• [EXTRAIT DU TEXTE]
---------------

Notre bonheur venait de s’effondrer à cause d’un fou. Mais, contrairement à la femme assise à côté de moi, je ne ressentais aucune colère contre l’assassin, plutôt de la surprise, une sorte d’hébétement. La colère surgirait plus tard sans doute, pour m’empêcher de sombrer. (p.17)

Béatrice, la narratrice, l’épouse de Karl, la belle-mère de Théo et d’Elsa, sa sœur (des jeunes qu’elle a élevés comme s’ils étaient ses enfants) essaie de survivre. Travaillant dans le domaine du cinéma, sur un documentaire où il est question de ces attentats, la spécialiste tente de cerner sa douleur, de comprendre ce qui s’est produit, de prendre conscience de sa réalité, de ce drame qui n’arrive qu’ailleurs et aux autres. Comment respirer après un tel désastre ?

LA MORT

Il y a l’attentat, la mort de Théo, un événement épouvantable. Mais il y a l’après, les jours qui suivent, la terrible solitude. Peut-on comprendre et accepter ce geste désespéré ? Béatrice est touchée au cœur et à l’âme. L’impression de se retrouver dans le film sur lequel elle travaillait et qui tente de cerner ces phénomènes devenus sociaux et trop fréquents. Bien sûr, certaines réactions sont prévisibles et connues. La culpabilité de ne pas avoir su lire les signes de la détresse de Théo, d’avoir fermé les yeux sur ses rages, ses colères, des propos et des comportements inacceptables.

Oui, nous en avions discuté avec Monika, nous avions consulté un psychologue nous aussi, une amie psychiatre, des spécialistes d’un centre de jeunes en difficulté. Non, nous n’avions pas averti la police, ce n’était pas parce que Théo insultait son père qu’il allait passer à l’acte, il ne fallait pas exagérer. Nous avions été bien naïfs. Je m’en suis tenue à la vision de Karl. Je n’ai pas dit à John Matthews que j’avais parfois eu peur. Comme souvent, j’étais celle qui voit des drames là où Karl ne voit que l’ordinaire. Je n’avais pas su me faire confiance. Si j’avais insisté, Théo serait encore parmi nous et Karl, dans son laboratoire. Ce n’est pas votre faute. (p.37)

Béatrice écrit, discute avec ses proches, rencontre une femme qui a vécu un drame similaire et qui après avoir connu l’anéantissement, s’accroche et refait surface. Toutes ces raisons qui font que l’on se sent coupable, responsable d’un geste que nul ne parviendra à expliquer ou à comprendre. Il reste toujours un doute, une hésitation, un silence, un bout de réponse qui ne tombe jamais à la bonne place, des propos qui hantent,  la honte de ne pas avoir dit le mot qui aurait pu tout éviter. C’est impossible de comprendre, d’expliquer avec sa tête et sa raison un acte semblable. Il faut apprendre à survivre parce que ce moment ne s’effacera pas. Tout comme les parents d’un enfant qui se suicide n’arrivent jamais à oublier ce cauchemar. Ils respirent, ils continuent, mais ça reste là, dans un coin de leur cerveau avec une douleur qui peut ressurgir au moment où ils s’y attendent le moins.

---------------

• [À FAIRE]
1: Recopiez fidèlement l'extrait du texte, en commençant par « Notre bonheur venait » et en allant jusqu'à « tel désastre ? ».
2: Dans les enregistrements, prenez la ligne contenant « Each instance of the hut roof » et toutes les lignes suivantes jusqu'à la fin des enregistrements, puis mettez-les sous forme de liste JSON de chaînes, une chaîne par ligne, sans les lignes vides, s'il vous plaît.

---------------

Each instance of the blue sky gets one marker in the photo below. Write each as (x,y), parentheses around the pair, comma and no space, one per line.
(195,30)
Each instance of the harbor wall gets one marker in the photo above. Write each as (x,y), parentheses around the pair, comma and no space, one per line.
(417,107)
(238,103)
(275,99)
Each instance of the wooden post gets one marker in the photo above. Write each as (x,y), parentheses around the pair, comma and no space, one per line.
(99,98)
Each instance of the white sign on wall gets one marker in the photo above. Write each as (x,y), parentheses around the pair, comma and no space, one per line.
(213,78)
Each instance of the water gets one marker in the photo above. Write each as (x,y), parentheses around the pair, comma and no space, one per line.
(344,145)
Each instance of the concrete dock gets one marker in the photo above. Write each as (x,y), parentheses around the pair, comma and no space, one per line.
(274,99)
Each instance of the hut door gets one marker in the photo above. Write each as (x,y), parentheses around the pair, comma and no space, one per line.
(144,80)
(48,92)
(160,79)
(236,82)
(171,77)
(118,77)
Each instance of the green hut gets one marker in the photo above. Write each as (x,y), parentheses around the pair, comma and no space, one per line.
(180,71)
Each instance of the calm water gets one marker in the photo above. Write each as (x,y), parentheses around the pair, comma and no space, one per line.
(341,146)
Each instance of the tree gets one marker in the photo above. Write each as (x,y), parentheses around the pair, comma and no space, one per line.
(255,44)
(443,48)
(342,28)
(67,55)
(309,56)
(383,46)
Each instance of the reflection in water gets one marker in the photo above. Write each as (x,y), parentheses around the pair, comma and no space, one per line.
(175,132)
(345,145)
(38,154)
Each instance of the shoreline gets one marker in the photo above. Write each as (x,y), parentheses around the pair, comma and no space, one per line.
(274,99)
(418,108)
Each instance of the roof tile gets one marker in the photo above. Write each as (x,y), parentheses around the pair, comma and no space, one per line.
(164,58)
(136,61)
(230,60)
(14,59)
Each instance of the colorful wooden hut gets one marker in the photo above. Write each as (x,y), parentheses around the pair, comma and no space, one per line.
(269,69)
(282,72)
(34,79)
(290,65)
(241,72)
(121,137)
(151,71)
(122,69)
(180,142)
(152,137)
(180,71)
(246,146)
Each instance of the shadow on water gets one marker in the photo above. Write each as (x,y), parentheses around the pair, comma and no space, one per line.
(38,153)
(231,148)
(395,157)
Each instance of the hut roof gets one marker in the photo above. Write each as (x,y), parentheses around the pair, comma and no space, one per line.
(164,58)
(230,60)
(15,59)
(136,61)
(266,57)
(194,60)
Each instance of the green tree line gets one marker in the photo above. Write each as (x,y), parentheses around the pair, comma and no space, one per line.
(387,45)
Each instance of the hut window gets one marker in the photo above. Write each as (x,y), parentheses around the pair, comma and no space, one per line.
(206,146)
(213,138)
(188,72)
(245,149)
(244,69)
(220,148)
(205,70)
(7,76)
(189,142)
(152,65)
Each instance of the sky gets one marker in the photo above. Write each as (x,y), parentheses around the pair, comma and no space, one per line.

---------------

• [CORRIGÉS DÉTAILLÉS]
1:
Notre bonheur venait de s’effondrer à cause d’un fou. Mais, contrairement à la femme assise à côté de moi, je ne ressentais aucune colère contre l’assassin, plutôt de la surprise, une sorte d’hébétement. La colère surgirait plus tard sans doute, pour m’empêcher de sombrer. (p.17)

Béatrice, la narratrice, l’épouse de Karl, la belle-mère de Théo et d’Elsa, sa sœur (des jeunes qu’elle a élevés comme s’ils étaient ses enfants) essaie de survivre. Travaillant dans le domaine du cinéma, sur un documentaire où il est question de ces attentats, la spécialiste tente de cerner sa douleur, de comprendre ce qui s’est produit, de prendre conscience de sa réalité, de ce drame qui n’arrive qu’ailleurs et aux autres. Comment respirer après un tel désastre ?

2:
[
  "Each instance of the hut roof gets one marker in the photo above. Write each as (x,y), parentheses around the pair, comma and no space, one per line.",
  "(164,58)",
  "(230,60)",
  "(15,59)",
  "(136,61)",
  "(266,57)",
  "(194,60)",
  "Each instance of the green tree line gets one marker in the photo above. Write each as (x,y), parentheses around the pair, comma and no space, one per line.",
  "(387,45)",
  "Each instance of the hut window gets one marker in the photo above. Write each as (x,y), parentheses around the pair, comma and no space, one per line.",
  "(206,146)",
  "(213,138)",
  "(188,72)",
  "(245,149)",
  "(244,69)",
  "(220,148)",
  "(205,70)",
  "(7,76)",
  "(189,142)",
  "(152,65)",
  "Each instance of the sky gets one marker in the photo above. Write each as (x,y), parentheses around the pair, comma and no space, one per line."
]